=== Section Start ===

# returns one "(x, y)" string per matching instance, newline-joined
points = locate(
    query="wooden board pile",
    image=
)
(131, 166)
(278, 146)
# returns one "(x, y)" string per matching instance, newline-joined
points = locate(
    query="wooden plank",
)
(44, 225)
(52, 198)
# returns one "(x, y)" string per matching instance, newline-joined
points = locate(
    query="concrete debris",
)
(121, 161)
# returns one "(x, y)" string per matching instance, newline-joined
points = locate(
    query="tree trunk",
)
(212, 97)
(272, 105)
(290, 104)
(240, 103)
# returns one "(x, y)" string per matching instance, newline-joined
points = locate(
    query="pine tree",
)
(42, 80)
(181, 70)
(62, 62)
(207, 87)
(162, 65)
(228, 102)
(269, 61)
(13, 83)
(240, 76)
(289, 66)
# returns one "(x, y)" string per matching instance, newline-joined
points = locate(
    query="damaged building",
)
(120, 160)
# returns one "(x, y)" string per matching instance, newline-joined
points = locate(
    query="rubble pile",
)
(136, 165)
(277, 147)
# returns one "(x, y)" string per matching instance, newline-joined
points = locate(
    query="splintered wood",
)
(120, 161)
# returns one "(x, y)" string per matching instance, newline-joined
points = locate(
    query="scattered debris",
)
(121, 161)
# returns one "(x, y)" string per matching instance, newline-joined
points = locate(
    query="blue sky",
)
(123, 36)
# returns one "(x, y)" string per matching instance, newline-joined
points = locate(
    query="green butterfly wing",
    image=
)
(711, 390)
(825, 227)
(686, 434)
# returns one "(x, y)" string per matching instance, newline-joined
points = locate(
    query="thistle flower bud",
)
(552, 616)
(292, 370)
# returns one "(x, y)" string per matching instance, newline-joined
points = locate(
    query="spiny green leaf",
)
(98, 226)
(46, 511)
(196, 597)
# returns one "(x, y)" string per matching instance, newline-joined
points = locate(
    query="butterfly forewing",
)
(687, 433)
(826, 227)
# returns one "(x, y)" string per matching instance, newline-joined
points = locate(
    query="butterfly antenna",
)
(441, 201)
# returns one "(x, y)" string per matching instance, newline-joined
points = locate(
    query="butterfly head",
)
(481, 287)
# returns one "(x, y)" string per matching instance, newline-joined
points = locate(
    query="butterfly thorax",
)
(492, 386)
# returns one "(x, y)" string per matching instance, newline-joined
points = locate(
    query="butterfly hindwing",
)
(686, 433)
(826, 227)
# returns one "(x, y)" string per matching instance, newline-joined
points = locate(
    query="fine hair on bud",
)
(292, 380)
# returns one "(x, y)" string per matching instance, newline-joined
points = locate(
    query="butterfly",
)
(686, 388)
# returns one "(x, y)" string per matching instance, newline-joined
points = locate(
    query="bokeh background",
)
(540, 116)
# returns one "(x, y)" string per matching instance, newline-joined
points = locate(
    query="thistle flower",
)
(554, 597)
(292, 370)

=== Section End ===
=== Section Start ===

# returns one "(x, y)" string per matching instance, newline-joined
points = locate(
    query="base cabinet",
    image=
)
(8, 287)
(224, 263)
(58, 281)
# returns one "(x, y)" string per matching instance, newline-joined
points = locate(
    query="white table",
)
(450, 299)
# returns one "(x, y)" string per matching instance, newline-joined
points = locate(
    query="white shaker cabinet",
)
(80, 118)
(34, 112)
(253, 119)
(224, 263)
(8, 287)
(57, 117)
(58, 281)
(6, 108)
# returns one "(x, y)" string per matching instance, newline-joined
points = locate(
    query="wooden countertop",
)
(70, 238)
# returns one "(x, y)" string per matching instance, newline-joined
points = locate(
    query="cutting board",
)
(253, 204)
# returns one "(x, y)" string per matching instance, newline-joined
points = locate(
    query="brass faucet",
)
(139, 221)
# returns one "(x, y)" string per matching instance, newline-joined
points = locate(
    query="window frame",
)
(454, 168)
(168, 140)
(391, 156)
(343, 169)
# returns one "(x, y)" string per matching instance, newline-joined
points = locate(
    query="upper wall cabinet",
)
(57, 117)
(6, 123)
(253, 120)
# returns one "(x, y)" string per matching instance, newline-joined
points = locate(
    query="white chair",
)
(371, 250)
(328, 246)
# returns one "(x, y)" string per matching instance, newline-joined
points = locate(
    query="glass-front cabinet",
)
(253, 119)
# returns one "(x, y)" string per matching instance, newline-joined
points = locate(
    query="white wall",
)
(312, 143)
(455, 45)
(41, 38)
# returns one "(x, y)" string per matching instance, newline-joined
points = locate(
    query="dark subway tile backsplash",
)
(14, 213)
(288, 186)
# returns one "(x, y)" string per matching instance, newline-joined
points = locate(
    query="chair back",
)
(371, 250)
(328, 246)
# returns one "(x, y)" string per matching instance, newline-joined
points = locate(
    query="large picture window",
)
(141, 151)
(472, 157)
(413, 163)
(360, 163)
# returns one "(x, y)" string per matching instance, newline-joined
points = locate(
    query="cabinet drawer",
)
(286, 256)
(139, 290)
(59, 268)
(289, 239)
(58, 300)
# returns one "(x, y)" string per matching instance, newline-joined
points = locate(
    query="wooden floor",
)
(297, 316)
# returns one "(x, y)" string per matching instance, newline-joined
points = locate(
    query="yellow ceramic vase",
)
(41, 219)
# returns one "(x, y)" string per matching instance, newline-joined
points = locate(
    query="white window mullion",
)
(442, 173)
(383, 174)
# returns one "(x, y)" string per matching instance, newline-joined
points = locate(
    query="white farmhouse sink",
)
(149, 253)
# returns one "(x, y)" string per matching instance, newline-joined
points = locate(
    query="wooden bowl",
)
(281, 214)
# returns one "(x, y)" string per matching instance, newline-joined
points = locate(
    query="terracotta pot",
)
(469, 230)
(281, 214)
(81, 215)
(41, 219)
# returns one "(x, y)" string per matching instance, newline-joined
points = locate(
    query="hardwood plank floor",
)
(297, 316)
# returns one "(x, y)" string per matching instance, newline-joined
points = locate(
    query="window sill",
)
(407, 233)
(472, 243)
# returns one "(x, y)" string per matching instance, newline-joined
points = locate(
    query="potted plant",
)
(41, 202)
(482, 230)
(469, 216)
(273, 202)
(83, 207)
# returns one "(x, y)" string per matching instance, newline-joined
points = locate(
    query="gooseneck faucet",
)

=== Section End ===

Return each line of the data that contains the string "thistle".

Result:
    query="thistle flower bud",
    query="thistle flower",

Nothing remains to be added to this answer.